[Location annotation dataset excerpts]

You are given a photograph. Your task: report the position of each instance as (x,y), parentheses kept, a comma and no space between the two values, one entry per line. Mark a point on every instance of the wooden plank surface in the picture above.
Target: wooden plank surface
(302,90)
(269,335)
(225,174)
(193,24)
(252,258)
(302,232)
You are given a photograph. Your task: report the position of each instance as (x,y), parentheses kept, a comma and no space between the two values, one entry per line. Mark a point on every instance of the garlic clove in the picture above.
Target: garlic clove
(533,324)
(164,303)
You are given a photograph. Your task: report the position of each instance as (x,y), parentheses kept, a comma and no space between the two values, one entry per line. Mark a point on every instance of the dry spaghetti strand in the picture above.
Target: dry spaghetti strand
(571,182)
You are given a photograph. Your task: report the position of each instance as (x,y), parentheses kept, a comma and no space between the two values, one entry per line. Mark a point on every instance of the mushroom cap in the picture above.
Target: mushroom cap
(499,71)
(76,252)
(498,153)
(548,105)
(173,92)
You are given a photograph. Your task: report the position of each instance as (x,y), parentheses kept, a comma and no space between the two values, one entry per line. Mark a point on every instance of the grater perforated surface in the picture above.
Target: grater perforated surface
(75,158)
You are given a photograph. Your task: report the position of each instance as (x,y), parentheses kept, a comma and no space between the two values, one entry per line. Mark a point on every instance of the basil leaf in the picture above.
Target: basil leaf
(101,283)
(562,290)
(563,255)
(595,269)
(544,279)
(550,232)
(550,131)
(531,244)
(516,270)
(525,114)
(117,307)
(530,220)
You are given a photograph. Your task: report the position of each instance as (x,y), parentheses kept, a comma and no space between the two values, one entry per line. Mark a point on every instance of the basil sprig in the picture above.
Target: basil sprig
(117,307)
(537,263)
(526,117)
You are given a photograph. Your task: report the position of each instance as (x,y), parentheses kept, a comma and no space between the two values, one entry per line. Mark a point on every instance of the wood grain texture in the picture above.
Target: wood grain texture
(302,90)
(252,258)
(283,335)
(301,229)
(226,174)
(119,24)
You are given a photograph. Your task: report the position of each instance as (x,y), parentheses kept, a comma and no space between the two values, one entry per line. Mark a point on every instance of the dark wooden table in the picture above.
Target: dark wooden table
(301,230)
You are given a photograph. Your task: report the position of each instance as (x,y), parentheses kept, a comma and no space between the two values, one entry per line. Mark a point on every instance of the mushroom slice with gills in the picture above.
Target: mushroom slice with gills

§ What the task asks
Take the line holding "table in the picture above." and all lines after it through the end of the data, and set them down exactly.

§ Result for this task
You are given a photograph. Your task: report the position of each instance as (x,y), parentheses kept, a comma and no space between the two values, one entry per line. Mark a point on every instance of the dark wooden table in the picture above.
Target: dark wooden table
(301,230)
You are given a photograph. Your task: report the position of each instance as (x,y), parentheses kept, a comma and no space between the two values, one entry per line. Mark a point on every instance of the mushroom slice with gills in the picture above.
Target: mushroom slice with gills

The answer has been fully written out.